(AIM): In the exponent laws forum thread, when Brent writes the left side of (5^13)(9^7)=3(5^x)(3^x) as a product of 5's and 9's, how many 5's and how many 9's does he say it has?
** Start of TEXT EXCERPT **
Exponent Laws - Part II## I love the fact that you have

## Thanks! We're adding

Thanks! I'm adding questions every day.

## Hi Brent.

I am confused on your answer to this question

https://gmatclub.com/forum/if-5-13-9-7-3-15-x-what-is-the-value-of-x-219722.html

We can answer this question by keeping track of the 5's only.

Given: (5^13)(9^7)=3(15^x)

Rewrite as: (5^13)(9^7)=3(5^x)(3^x)

So, it must be true that (5^13) = (5^x)

So, x = 13

## Question link: https:/

Question link: https://gmatclub.com/forum/if-5-13-9-7-3-15-x-what-is-the-value-of-x-219...

Good question.

When I get to (5^13)(9^7)=3(5^x)(3^x), I can see that, if I were to write the LEFT side of this equation as the product of 5's and 9's, I'd have THIRTEEN 5's and SEVEN 9's.

Likewise, I were to write the RIGHT side as the product of 5's and 3's, I'd have x 5's and (x+1) 3's.

Since the left side EQUALS the right sides, it must be the case that we have the same number of 5's on each side.

In other words, it must be true that x = 13

Does that help?

Cheers,

Brent

## Hey Brent,

I am trying to solve the following question:

If (1/5)^m * (1/4)^18 = 1/(2(10))^35 , then m =

17

18

34

35

36.

I have simplified the right side to 1/2 * 10^(-35) but I cannot figure out how to proceed. I've looked through the videos but can't finde a suitable one. Any solutions and video recommendations on this topic are greatly appreciated.

Cheers,

Kevin

## Here's my full solution:

Here's my full solution: https://gmatclub.com/forum/if-1-5-m-1-4-18-1-2-10-35-then-m-127321-20.ht...

Cheers,

Brent

## Thank you Brent, as always

## Hello Brent,

If d=1/(2^3*5^7) is expressed as a terminating decimal, how many nonzero digits will d have?

Given d= 1/(2^3*5^7) i

Multiply by 2^4/ 2^4

d=2^4/(2^3∗5^7)∗2^4=

2^4/ 2^7 ∗ 5^7 =

2^4/ 10^7 = 16 / 10^7 = 0.0000016

Hence D will have two non-zero digits, 16, when expressed as a decimal.

I have a question concerning the solution, why do we ignore the multiplication of 2^4 x 5^7 ?

Thank you

## Here's my full solution:

Here's my full solution: https://gmatclub.com/forum/if-d-1-2-3-5-7-is-expressed-as-a-terminating-...

Please let me know if you have any questions about it.

Cheers,

Brent

## Hi Brent,

Could you please help me with this question?

https://gmatclub.com/forum/if-y-k-y-5k-m-what-is-k-248526.html

If y^k/y^5k = y^m, what is k?

(1) m = 4

(2) y = 4

Of course I applied the exponent law. In your solution you said "we must be certain that the base does not equal 0, 1 or -1, in which case the exponent laws fly out the window."

Do I always keep it in mind when in the question variables are presented as a base? When the base is zero then the result would be equal to zero despite the exponent?
** End of TEXT EXCERPT **
** Start of PROVIDED RECORDS **
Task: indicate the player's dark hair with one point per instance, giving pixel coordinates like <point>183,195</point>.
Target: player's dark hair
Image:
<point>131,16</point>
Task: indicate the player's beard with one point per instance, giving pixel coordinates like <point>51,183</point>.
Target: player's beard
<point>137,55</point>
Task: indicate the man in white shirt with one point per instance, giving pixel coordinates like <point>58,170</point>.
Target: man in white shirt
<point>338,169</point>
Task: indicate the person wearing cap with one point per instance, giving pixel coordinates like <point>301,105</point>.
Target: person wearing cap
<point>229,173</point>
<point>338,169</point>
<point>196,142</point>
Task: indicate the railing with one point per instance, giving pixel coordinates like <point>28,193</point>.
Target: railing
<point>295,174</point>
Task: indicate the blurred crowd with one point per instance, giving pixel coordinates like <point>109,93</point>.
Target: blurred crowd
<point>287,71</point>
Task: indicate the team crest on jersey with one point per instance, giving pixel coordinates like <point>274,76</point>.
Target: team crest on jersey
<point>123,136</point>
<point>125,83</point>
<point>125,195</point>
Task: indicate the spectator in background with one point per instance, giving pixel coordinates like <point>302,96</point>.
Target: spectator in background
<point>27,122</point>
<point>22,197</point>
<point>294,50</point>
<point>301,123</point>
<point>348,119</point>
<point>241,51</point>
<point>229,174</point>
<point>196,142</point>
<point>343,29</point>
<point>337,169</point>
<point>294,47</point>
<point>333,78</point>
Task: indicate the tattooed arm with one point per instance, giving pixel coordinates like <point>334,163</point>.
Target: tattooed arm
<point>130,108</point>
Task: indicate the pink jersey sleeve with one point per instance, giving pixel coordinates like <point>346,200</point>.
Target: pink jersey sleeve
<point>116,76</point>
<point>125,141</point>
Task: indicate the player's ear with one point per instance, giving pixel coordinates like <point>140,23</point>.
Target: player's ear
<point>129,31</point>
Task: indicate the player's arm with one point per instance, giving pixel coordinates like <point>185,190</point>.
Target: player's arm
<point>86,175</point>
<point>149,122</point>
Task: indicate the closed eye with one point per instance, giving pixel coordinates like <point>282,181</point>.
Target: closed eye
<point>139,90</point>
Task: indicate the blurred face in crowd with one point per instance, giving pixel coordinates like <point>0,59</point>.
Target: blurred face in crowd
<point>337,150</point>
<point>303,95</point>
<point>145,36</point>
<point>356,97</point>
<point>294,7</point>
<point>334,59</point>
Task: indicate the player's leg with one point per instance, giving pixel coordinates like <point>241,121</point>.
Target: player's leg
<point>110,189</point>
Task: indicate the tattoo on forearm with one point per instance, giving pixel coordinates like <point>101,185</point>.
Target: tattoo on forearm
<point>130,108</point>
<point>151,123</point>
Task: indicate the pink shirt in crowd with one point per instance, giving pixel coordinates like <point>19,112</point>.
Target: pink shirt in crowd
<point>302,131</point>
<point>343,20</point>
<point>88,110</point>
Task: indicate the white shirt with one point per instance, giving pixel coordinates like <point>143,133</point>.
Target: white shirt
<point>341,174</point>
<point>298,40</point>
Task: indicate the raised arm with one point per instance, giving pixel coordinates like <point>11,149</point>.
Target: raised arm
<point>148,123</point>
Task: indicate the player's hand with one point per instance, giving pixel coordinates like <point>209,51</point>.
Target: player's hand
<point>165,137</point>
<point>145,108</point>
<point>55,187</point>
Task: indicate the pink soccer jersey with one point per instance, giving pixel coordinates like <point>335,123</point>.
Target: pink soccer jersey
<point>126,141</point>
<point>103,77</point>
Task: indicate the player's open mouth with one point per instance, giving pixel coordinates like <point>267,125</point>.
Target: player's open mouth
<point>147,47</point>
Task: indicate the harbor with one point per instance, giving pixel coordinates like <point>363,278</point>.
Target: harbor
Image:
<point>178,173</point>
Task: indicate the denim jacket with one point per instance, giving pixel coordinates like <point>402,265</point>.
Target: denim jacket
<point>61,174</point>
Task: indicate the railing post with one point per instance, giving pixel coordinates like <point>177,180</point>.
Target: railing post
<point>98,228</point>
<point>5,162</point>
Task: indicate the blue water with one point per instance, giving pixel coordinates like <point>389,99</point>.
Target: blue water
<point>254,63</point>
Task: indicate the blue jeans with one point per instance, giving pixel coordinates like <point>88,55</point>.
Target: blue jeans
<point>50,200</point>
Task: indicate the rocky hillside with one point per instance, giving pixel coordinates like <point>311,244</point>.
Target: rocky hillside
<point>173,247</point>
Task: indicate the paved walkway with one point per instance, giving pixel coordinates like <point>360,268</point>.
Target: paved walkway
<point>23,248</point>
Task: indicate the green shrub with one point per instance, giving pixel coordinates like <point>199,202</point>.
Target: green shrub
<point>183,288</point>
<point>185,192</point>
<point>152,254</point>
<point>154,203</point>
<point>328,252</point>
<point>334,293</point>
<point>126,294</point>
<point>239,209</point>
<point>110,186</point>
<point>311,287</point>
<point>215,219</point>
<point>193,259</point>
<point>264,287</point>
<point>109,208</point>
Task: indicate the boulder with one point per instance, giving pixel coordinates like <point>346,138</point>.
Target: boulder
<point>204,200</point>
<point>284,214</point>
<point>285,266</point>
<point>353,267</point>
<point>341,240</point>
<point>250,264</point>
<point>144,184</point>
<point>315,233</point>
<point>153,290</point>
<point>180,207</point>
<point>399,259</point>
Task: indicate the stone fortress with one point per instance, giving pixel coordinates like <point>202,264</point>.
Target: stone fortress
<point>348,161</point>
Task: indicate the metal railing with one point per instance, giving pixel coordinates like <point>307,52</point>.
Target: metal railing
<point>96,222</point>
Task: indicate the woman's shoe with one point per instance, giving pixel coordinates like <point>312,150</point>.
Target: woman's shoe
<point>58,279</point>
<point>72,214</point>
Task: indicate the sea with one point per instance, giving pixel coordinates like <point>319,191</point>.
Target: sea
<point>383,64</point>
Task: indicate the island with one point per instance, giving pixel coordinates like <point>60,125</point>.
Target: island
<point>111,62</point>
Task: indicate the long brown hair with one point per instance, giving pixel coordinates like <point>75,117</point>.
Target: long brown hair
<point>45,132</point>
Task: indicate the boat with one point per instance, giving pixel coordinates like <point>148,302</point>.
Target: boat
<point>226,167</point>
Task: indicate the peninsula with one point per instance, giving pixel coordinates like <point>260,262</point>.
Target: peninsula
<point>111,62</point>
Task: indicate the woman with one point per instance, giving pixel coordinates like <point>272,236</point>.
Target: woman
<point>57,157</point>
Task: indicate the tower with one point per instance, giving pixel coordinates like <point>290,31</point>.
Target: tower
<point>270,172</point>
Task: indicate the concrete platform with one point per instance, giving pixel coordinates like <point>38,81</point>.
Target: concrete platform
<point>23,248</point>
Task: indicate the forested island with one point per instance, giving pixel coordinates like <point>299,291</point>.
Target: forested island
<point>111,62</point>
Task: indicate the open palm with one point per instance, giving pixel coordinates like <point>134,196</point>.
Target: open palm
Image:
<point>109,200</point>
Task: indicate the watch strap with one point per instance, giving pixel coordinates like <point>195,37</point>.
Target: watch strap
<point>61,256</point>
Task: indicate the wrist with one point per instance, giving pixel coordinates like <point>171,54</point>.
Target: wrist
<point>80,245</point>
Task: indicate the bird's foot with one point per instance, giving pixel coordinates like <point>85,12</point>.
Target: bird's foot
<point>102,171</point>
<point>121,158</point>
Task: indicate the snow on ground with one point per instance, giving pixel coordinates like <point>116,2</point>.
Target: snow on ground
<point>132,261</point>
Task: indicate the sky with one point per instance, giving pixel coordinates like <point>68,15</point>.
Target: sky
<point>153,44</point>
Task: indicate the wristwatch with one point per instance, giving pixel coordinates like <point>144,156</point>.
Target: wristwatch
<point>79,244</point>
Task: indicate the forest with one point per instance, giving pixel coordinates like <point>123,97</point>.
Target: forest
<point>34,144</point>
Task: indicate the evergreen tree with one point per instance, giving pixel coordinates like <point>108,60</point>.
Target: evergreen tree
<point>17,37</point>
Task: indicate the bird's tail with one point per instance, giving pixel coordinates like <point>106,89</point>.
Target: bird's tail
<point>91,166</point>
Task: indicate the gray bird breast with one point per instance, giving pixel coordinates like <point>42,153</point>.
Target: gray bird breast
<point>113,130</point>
** End of PROVIDED RECORDS **
(THE RESPONSE): Thirteen 5's and seven 9's.